Begin SUPPLIED DATA

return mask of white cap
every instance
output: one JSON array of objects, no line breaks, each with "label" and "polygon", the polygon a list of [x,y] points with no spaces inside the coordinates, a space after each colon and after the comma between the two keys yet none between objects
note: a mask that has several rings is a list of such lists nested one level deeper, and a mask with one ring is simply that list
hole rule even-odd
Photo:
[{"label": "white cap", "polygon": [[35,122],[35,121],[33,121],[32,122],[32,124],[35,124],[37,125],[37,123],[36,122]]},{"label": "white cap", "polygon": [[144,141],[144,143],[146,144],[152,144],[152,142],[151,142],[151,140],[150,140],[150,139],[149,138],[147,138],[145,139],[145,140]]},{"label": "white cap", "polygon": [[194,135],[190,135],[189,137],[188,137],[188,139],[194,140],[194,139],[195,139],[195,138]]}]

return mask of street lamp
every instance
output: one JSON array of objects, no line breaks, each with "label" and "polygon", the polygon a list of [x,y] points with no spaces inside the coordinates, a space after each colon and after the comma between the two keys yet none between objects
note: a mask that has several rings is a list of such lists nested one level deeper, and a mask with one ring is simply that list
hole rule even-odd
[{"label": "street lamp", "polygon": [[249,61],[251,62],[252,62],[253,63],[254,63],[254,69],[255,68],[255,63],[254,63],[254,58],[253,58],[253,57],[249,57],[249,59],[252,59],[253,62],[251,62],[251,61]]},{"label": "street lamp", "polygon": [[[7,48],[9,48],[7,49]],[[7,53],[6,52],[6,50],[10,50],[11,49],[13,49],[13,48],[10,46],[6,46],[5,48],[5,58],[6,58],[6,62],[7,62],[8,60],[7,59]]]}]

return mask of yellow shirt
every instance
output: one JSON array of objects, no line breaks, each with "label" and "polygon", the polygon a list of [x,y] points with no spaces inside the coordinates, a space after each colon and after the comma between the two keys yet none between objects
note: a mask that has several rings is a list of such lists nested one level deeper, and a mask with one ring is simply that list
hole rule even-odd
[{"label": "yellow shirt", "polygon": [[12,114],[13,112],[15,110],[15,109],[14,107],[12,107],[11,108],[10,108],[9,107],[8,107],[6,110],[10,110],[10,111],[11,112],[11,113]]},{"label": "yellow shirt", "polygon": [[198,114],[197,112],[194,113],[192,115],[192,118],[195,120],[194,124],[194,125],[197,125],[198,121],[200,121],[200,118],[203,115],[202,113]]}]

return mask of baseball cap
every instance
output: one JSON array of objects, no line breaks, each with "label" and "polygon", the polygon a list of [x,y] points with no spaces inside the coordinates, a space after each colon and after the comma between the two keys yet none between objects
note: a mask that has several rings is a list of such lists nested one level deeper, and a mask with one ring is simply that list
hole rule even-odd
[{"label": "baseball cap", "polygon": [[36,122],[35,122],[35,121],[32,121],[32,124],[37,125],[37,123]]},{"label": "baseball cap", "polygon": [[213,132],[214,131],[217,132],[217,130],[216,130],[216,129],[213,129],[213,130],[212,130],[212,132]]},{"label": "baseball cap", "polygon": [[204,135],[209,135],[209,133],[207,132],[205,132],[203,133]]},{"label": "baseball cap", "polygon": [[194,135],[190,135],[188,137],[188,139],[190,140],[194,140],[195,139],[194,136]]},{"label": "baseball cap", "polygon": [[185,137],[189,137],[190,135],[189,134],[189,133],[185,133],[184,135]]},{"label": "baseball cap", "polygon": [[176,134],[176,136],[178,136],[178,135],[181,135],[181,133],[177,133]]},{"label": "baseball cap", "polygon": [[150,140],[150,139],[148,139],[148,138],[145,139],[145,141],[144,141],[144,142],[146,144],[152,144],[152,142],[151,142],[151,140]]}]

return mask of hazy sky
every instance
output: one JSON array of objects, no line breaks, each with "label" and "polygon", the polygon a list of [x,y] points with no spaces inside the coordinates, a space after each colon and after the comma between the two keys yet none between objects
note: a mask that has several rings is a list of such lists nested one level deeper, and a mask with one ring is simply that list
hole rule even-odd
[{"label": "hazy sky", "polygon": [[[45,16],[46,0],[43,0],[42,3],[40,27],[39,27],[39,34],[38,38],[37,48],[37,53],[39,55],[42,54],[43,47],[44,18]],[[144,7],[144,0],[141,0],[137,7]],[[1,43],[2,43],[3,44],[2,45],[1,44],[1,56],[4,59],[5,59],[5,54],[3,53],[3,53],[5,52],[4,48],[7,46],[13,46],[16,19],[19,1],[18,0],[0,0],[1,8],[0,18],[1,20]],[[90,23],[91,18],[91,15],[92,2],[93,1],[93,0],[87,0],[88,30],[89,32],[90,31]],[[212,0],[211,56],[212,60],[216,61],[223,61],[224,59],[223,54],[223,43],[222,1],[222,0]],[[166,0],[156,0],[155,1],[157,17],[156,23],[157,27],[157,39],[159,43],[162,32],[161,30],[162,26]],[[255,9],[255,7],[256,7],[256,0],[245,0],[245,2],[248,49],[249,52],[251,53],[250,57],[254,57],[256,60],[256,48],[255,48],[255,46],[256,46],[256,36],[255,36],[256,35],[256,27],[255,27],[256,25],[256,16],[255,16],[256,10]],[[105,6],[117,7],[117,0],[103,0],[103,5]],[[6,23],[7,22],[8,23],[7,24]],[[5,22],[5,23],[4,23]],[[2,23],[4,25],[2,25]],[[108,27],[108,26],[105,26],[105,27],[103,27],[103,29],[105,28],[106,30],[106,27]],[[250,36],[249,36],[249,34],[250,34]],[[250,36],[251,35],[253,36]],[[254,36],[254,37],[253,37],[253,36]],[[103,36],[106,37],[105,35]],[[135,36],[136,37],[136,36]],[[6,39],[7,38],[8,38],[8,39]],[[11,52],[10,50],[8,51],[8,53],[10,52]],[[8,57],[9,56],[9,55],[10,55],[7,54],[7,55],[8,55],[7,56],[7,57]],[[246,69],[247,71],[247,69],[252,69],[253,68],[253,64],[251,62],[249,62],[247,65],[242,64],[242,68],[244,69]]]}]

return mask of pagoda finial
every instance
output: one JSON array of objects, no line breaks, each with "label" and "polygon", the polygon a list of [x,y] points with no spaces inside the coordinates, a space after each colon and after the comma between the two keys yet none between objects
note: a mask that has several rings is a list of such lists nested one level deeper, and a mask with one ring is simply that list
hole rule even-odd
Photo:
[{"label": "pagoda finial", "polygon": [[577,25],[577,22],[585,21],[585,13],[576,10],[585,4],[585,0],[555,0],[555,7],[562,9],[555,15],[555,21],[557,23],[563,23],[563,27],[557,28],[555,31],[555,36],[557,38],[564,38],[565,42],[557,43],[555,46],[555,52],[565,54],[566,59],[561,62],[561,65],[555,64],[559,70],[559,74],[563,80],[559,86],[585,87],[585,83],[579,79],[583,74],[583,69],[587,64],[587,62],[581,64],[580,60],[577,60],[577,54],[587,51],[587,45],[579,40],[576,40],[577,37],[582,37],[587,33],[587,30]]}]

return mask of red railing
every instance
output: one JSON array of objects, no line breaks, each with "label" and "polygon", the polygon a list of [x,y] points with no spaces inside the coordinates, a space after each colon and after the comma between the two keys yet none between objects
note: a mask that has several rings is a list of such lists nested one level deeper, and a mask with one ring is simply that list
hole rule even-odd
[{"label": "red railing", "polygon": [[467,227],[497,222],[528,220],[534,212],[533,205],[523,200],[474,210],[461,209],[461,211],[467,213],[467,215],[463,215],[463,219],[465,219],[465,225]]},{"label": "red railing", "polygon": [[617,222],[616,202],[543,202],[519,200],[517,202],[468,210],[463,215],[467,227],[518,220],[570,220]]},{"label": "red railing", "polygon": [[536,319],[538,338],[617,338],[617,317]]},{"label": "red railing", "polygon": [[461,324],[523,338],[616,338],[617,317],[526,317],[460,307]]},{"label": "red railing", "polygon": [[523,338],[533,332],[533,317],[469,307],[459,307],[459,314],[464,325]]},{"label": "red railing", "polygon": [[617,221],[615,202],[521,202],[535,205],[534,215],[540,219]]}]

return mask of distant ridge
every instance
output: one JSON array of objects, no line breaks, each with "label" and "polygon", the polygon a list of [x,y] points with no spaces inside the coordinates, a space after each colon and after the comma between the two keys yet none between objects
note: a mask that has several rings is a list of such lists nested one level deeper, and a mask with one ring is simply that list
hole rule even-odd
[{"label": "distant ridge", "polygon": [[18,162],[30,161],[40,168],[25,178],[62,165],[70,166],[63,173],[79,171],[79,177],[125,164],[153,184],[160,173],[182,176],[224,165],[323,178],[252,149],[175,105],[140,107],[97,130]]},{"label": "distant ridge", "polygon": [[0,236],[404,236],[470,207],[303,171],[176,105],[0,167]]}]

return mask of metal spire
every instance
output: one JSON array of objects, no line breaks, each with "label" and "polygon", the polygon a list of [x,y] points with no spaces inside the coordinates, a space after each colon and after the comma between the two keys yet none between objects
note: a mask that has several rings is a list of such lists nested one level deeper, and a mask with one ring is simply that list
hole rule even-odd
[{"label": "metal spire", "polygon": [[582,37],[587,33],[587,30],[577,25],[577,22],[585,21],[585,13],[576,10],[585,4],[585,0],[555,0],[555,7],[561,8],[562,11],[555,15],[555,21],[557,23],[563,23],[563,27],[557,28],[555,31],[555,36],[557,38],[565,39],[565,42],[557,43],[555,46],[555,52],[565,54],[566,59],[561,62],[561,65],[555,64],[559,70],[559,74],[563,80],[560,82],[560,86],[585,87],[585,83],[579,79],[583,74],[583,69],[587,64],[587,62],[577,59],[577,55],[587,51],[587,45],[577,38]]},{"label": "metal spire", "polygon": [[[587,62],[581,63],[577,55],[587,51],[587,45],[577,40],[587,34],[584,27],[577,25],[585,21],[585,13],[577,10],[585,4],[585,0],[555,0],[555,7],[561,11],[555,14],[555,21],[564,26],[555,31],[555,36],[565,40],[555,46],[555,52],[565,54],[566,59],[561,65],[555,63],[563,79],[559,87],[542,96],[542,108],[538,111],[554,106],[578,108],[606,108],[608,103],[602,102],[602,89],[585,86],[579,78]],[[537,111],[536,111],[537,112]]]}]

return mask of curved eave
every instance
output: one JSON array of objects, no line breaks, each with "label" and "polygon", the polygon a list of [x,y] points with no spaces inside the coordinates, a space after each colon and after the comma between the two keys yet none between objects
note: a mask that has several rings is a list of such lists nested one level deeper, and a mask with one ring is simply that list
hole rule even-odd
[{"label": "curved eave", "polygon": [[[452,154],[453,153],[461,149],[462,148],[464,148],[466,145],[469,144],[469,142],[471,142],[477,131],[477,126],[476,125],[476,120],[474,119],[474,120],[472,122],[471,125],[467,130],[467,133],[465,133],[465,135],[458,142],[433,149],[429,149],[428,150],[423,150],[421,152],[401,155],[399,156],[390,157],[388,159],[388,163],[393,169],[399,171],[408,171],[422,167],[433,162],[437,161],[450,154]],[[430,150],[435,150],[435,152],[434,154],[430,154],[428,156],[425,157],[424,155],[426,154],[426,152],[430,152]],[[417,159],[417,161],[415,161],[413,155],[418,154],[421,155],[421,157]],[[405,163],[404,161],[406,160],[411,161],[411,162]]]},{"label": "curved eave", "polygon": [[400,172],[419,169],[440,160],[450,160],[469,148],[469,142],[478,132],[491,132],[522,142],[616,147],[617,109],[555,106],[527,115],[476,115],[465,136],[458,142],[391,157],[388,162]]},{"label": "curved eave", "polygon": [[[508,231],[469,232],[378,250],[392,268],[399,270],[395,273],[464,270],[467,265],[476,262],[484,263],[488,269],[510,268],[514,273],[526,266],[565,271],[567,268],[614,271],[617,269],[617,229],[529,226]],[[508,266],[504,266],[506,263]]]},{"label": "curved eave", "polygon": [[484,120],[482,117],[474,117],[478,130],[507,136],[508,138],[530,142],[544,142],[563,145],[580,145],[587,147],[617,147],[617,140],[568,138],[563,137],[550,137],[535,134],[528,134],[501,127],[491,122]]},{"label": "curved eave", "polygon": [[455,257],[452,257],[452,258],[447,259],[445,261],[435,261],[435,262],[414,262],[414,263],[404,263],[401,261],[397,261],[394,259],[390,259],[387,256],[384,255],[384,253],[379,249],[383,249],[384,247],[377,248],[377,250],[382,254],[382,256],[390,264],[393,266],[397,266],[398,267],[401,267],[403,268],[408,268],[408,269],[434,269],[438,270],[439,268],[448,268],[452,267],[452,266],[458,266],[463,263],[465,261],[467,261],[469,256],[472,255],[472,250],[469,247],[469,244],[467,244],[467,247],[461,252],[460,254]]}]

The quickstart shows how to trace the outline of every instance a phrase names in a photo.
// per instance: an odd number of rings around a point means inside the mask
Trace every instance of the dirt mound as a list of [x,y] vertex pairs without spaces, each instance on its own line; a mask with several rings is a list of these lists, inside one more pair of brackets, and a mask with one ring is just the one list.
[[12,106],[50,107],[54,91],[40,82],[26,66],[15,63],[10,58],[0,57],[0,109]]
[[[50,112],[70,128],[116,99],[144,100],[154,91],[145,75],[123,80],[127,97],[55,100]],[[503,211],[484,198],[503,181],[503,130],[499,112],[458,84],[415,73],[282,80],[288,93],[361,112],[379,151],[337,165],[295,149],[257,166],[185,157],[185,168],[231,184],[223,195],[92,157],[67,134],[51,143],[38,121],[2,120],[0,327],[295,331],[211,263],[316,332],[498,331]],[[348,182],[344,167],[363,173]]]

End SUPPLIED DATA

Rewrite the lines from the line containing "The quickstart shows" through the end of the records, with "dirt mound" replaced by "soil heap" and everything else unchanged.

▸ **RESULT**:
The quickstart shows how to trace the outline of every instance a phrase names in a photo.
// per instance: an odd number of rings around a point means inside the mask
Trace every instance of the soil heap as a list of [x,y] vertex pairs without spaces, each instance on its own line; a mask with several rings is a list of these lists, inside one more pair of brackets, and a mask with one ring is just the one list.
[[12,106],[50,107],[54,91],[40,82],[26,66],[15,63],[10,58],[0,57],[0,109]]
[[[50,112],[70,128],[116,99],[144,100],[154,91],[145,75],[123,80],[127,97],[55,100]],[[503,211],[484,198],[503,181],[503,130],[499,112],[458,84],[415,73],[282,80],[288,93],[361,112],[379,151],[337,165],[295,149],[257,166],[185,157],[185,168],[231,184],[223,195],[92,157],[67,134],[51,143],[38,121],[2,120],[0,327],[295,331],[211,263],[316,332],[498,331]],[[348,182],[344,167],[363,173]]]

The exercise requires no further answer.